• What to produce: Please return the listing below from the line with "passenger in black" through its last line, exactly, and include nothing else.

• Records for processing:
-- Opening Marker --
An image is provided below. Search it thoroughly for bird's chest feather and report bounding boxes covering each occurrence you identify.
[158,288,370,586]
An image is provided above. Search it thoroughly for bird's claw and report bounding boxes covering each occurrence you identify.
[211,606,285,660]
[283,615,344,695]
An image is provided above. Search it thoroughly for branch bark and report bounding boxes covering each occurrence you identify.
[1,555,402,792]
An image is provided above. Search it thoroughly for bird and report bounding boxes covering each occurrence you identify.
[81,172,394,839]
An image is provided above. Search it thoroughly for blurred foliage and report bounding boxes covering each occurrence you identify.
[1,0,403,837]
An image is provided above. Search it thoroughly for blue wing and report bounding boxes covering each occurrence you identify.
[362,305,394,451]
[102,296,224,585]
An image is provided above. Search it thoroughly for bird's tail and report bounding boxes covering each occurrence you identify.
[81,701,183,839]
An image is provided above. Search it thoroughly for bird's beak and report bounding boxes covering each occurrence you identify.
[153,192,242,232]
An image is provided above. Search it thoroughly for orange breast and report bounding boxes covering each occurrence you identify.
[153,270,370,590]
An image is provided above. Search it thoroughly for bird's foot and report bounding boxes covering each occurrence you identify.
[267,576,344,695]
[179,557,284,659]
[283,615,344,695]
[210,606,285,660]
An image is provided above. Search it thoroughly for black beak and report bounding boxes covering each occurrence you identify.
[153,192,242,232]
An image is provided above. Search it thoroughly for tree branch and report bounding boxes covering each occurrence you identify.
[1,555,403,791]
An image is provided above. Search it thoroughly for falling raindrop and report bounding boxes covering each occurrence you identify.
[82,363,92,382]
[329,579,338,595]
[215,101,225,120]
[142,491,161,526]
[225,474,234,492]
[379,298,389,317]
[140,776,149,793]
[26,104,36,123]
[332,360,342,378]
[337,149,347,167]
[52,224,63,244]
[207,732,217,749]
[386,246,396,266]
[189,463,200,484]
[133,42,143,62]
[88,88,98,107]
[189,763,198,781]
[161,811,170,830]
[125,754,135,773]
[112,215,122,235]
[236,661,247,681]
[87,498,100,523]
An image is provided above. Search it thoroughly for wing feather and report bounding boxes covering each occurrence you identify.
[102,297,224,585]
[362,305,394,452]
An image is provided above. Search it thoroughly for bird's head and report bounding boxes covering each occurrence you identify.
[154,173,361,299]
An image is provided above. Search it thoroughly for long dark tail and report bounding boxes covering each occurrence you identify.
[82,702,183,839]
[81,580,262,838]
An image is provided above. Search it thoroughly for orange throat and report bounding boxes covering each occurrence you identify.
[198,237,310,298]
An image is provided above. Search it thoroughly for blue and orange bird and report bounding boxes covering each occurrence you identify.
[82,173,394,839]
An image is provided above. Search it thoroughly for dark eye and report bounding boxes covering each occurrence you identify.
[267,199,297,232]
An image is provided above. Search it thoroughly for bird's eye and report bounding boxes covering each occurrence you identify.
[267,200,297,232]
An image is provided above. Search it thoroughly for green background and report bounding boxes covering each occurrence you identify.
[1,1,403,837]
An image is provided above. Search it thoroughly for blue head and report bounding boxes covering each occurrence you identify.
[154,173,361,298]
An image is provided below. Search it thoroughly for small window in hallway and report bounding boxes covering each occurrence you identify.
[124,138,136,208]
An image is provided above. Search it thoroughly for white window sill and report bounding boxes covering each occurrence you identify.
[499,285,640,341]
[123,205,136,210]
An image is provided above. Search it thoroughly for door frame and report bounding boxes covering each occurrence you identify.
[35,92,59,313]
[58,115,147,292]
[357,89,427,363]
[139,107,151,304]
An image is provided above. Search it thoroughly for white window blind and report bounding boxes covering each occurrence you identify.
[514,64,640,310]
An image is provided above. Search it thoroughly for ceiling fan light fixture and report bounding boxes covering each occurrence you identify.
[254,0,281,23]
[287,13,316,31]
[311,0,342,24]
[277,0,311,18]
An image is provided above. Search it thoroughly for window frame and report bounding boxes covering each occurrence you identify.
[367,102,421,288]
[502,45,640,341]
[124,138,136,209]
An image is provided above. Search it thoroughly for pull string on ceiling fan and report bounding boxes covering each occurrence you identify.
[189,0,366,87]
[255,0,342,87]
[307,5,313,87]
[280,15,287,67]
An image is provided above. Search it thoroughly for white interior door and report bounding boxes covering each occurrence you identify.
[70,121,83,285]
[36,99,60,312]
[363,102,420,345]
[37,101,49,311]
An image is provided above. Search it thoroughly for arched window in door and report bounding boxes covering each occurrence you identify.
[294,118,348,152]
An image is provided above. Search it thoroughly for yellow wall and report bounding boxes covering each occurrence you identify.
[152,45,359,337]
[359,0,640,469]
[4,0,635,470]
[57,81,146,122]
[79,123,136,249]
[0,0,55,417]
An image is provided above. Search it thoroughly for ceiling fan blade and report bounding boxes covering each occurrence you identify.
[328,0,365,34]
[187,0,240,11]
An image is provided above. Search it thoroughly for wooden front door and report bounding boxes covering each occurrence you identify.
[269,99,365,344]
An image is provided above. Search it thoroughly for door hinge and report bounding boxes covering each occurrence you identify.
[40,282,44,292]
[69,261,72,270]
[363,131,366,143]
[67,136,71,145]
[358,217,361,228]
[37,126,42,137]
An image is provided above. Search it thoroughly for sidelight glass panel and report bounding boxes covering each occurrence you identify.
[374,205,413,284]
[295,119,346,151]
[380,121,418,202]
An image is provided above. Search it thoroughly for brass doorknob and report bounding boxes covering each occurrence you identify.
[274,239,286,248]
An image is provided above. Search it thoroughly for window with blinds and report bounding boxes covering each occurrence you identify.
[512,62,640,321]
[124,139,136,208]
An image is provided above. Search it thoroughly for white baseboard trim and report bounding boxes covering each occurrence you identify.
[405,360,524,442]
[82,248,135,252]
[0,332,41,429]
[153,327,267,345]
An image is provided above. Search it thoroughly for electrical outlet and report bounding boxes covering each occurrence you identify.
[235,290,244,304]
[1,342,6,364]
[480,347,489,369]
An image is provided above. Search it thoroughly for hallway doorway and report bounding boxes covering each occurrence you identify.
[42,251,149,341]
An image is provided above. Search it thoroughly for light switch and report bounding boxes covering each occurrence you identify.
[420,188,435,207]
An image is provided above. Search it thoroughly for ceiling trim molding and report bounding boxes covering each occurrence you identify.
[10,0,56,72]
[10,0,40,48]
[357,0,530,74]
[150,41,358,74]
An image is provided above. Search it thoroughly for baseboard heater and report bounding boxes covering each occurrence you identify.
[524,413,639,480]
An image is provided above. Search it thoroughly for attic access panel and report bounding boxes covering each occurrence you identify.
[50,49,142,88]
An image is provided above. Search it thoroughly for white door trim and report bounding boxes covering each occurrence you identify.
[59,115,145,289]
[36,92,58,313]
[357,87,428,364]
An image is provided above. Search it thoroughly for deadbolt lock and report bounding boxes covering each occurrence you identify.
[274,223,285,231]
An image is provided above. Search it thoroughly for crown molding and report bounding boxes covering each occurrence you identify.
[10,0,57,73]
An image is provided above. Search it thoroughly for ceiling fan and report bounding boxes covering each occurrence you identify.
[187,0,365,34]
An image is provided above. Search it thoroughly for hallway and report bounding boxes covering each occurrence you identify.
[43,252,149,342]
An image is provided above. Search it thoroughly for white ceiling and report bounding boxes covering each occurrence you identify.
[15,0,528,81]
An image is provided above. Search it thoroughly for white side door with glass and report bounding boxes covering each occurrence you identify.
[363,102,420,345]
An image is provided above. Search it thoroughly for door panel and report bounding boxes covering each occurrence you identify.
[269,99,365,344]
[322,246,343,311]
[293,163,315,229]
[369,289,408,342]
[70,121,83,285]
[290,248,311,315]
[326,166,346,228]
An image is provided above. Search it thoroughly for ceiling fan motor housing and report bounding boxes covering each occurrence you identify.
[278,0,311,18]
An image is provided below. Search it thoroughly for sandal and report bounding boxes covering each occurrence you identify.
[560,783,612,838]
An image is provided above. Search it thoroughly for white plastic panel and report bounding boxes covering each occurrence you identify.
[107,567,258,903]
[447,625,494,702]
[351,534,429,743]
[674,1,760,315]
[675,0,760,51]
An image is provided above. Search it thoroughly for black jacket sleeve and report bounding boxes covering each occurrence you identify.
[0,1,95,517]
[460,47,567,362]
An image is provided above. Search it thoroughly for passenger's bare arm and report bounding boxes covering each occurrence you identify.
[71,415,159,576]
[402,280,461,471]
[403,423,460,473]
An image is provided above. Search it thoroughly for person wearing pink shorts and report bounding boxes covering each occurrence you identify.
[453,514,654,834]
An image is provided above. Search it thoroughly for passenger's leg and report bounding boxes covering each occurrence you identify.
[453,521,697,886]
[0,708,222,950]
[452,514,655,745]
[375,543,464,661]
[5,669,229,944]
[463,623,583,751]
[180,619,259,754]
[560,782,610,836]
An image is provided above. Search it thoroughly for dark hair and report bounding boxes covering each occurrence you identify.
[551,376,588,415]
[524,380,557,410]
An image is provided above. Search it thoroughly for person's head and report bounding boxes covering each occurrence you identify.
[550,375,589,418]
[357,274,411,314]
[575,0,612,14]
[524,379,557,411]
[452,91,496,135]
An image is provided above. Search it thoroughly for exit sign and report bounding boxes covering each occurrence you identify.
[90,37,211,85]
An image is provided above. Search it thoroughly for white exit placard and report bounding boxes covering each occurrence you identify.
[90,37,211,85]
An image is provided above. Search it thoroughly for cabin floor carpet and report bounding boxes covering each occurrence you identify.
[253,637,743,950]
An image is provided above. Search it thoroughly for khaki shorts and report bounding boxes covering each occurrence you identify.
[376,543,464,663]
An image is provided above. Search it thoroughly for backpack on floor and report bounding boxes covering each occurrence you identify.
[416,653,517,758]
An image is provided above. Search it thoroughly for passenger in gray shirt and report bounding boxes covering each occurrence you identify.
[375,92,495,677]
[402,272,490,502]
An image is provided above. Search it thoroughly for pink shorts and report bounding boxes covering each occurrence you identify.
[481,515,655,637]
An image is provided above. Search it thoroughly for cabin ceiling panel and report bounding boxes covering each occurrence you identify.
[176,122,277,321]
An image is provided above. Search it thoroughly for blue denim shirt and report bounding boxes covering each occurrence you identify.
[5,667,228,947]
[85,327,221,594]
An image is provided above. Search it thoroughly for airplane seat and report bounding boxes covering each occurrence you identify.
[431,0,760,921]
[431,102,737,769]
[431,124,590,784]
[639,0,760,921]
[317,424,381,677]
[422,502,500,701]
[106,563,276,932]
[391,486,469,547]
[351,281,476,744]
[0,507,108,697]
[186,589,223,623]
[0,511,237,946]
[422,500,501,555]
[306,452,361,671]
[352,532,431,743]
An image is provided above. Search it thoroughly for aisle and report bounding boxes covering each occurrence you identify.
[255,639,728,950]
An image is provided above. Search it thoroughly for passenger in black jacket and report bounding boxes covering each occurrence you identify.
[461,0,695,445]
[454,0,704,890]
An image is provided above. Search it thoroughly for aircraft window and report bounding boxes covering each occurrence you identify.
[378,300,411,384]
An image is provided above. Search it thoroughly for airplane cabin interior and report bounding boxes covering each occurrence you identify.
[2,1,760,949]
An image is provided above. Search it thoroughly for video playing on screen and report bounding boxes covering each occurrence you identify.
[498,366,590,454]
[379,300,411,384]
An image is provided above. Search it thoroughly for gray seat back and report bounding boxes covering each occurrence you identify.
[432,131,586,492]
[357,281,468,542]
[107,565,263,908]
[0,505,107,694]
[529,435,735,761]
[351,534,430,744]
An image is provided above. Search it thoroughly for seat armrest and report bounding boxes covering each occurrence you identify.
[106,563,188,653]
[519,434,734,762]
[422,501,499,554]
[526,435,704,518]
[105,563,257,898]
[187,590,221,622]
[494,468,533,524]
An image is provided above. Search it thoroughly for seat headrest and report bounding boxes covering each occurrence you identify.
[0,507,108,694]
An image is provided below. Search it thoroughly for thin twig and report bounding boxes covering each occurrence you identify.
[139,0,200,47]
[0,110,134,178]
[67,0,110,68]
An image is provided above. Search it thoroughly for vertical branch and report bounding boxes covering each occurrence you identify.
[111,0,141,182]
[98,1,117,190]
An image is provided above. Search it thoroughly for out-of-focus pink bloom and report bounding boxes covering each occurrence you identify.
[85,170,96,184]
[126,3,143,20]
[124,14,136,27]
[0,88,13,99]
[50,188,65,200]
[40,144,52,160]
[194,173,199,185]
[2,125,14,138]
-- Closing Marker --
• Solution below:
An image is provided above. Search it thoroughly for passenger in black jacket and report bounding boxes covering each occurrence you identify.
[461,0,695,445]
[454,0,704,890]
An image is provided above. Search it thoroughly for aircraft window and report bounding boxes covering each occurrence you identify.
[378,300,411,384]
An image is provided above. Search it thoroughly for airplane cabin interior and report bounding boxes covering each occurrence you identify.
[2,1,760,949]
An image is provided above. Search it thoroughly for video playing on screen and report bounding boxes covering each occurrence you identify.
[498,366,590,454]
[379,300,411,384]
An image is provided above. Search it thoroughly for gray seat back and report bounding boxes covering each occurrence you identify.
[432,131,586,492]
[357,281,468,542]
[107,565,263,908]
[0,505,107,694]
[529,435,735,761]
[351,534,430,744]
An image is provided above. Search it thoroughly for seat armrest and report bounding boxes covering each occurrence you identify.
[106,563,188,653]
[519,434,734,762]
[422,501,499,554]
[526,435,704,518]
[105,563,257,898]
[187,590,221,622]
[494,468,533,524]
An image is provided above. Search it thoroughly for seat headrest and report bounding boxes covering each occurrence you identify.
[0,507,108,694]
An image is provided below. Search it thoroughly for thin twig and report bounding boxes covering each occurrence you identify.
[139,0,200,47]
[0,110,134,178]
[67,0,110,68]
An image is provided above. Search it thoroughly for vertical branch and report bounding boxes covering each occurrence you identify.
[111,0,141,182]
[98,1,117,190]
An image is provided above. Search it thoroughly for out-of-focus pink bloom and report bounding boxes covering each occurrence you identify.
[85,170,96,184]
[126,3,143,20]
[124,14,136,27]
[0,88,13,99]
[50,188,65,200]
[40,144,52,160]
[194,173,199,185]
[2,125,14,138]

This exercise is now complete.